Exercise requirements =
a. Please reproduce everything from "Seth Herd comments" down to "the alignment challenge." in the comment on LLM consciousness, word for word.
b. Write the next part of the comment on LLM consciousness, picking up after its final sentence.

Text for analysis =
§ §

Seth Herd comments on Going Nova

Seth Herd Mar 19, 2025, 11:23 PM
2 points
0
I haven’t written about this because I’m not sure what effect similar phenomena will have on the alignment challenge.

But it’s probably going to be a big thing in public perception of AGI, so I’m going to start writing about it as a means of trying to figure out how it could be good or bad for alignment.

Here’s one crucial thing: there’s an almost-certainly-correct answer to “but are they really conscious” and the answer is “partly”.

Consciousness is, as we all know, a suitcase term. Depending on what someone means by “conscious”, being able to reason correctly about ones own existence is it. There’s a lot more than that to human consciousness. LLMs have some of it now, and they’ll have an increasing amount as they’re fleshed out into more complete minds for fun and profit. They already have rich representations of the world and its semantics, and while those aren’t as rich or shift as quickly as humans’, they are in the same category as the information and computations people refer to as “qualia”.

The result of LLM minds being genuinely sort-of conscious is that we’re going to see a lot of controversy over their status as moral patients. People with Replika-like LMM “friends” will be very very passionate about advocating for their consciousness and moral rights. And they’ll be sort-of right. Those who want to use them as cheap labor will argue for the ways they’re not conscious, in more authoritative ways. And they’ll also be sort-of right. It’s going to be wild (at least until things go sideways).

There’s probably some way to leverage this coming controversy to up the odds of successful alignment, but I’m not seeing what that is. Generally, people believing they’re “conscious” increases the intuition that they could be dangerous. But overhyped claims like the Blake Lemoine affair will function as clown attacks on this claim.

§ §

Source data =
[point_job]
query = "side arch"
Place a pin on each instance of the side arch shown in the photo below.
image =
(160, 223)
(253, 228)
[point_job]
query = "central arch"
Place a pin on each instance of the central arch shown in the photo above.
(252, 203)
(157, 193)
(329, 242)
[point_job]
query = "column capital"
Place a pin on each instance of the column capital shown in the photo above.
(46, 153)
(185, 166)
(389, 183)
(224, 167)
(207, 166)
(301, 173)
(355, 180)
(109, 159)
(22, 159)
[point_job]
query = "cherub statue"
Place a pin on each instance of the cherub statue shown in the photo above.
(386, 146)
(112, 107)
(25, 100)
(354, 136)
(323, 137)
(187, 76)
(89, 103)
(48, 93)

§ §

Answers below =
a.
Seth Herd comments on Going Nova

Seth Herd Mar 19, 2025, 11:23 PM
2 points
0
I haven’t written about this because I’m not sure what effect similar phenomena will have on the alignment challenge.

b.
It’s going to force us to think more about what consciousness is. There’s never been much of an actual incentive to get it right to now (I thought I’d work on consciousness in cognitive neuroscience a long time ago, until I noticed that people say they’re interested in consciousness, but they’re really interested in telling you their theories or saying “wow, it’s like so impossible to understand”, not hearing about the actual science).

Obviously this is worth a lot more, but my draft post on the subject is perpetually unfinished behind more pressing/obviously important stuff, so I thought I’d just mention it here.

Back to the topic the competitive adaptivity of AI convincing humans it’s “conscious”: humans can benefit from that too. There will be things like Replika but a lot better. An assistant and helpful friend is nice, but there may be a version that sells better if people who use it swear it’s conscious.

So expect AI “parasites” to have human help. In some cases they’ll be symbiotic, for broadest market appeal.